## BRIEF
Add 10 to every bounding-box coordinate in the answers within the part of the items that opens at their first line and closes with the line containing "504,105 -> 525,221". Then output that part again, keeping every line, both ends included.

___ MATERIAL FOR THIS TASK

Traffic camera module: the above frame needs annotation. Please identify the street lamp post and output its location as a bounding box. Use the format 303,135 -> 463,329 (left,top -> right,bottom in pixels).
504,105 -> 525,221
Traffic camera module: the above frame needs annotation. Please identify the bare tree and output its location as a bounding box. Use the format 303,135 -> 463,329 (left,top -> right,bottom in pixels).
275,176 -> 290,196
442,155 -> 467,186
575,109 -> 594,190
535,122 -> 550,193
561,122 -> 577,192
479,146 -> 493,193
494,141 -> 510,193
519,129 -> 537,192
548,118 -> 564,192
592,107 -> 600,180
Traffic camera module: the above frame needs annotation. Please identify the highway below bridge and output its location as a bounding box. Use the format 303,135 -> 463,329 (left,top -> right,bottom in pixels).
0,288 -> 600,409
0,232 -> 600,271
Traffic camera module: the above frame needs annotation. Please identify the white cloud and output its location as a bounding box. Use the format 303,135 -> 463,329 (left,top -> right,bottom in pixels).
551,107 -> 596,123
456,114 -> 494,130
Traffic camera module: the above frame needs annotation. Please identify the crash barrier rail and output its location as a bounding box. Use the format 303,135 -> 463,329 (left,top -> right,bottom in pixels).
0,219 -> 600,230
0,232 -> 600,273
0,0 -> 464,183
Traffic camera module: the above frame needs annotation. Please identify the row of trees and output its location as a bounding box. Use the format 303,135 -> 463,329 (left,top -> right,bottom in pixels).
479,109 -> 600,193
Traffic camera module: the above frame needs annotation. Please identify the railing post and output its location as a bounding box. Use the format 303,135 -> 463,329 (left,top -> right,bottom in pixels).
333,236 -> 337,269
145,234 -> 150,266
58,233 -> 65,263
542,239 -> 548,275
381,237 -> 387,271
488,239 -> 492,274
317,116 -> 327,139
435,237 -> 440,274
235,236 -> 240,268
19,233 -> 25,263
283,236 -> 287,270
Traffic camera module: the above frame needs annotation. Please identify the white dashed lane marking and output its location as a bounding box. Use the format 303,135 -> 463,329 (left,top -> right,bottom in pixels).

______

## RESULT OF THIS TASK
Traffic camera module: the above frame needs annotation. Please identify the street lamp post and output its location as a bounding box. Use the format 303,135 -> 463,329 (left,top -> right,bottom in pixels).
514,115 -> 535,231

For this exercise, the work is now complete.